= STATED TASK =
Return each line of the material below that contains the string "query".

= LISTED ENTRIES =
━━━━━━
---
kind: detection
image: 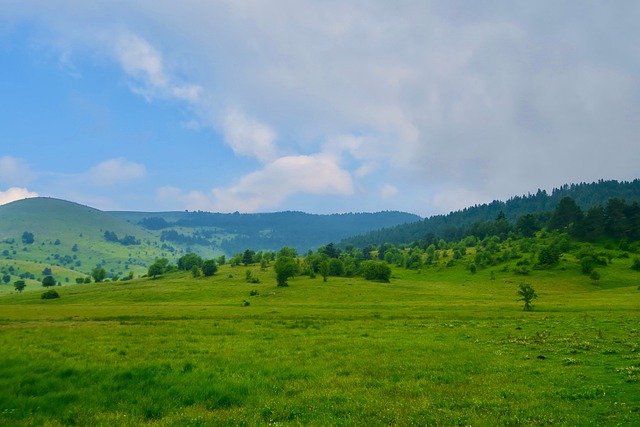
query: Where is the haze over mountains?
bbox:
[0,180,640,288]
[0,198,421,282]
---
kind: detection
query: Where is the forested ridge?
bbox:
[110,211,421,254]
[340,179,640,248]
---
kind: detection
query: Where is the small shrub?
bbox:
[518,283,538,311]
[40,289,60,299]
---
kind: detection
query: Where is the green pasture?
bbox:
[0,259,640,426]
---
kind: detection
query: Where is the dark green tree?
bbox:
[42,276,56,288]
[318,260,330,282]
[178,253,204,271]
[516,214,540,237]
[104,230,118,243]
[40,289,60,299]
[518,283,538,311]
[360,260,391,283]
[538,246,561,268]
[91,267,107,283]
[13,280,27,292]
[329,258,344,277]
[242,249,256,265]
[548,197,584,231]
[22,231,35,245]
[277,246,298,259]
[147,258,169,279]
[202,259,218,277]
[604,199,629,239]
[273,256,298,286]
[318,243,340,258]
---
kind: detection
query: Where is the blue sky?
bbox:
[0,0,640,216]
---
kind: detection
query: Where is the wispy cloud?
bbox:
[86,157,147,186]
[0,156,36,185]
[0,187,38,205]
[223,110,277,163]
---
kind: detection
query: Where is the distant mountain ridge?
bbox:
[340,179,640,248]
[109,211,422,254]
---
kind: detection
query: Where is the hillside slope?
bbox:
[340,179,640,248]
[0,198,170,283]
━━━━━━
= COMPLETED TASK =
query: Where is the haze over mountains?
query: Where is the forested ridge?
query: Where is the small shrub?
query: Where is the green pasture?
query: Where is the dark green tree?
query: Where is the blue sky?
query: Where is the wispy cloud?
query: Where is the distant mountain ridge?
query: Where is the hillside slope?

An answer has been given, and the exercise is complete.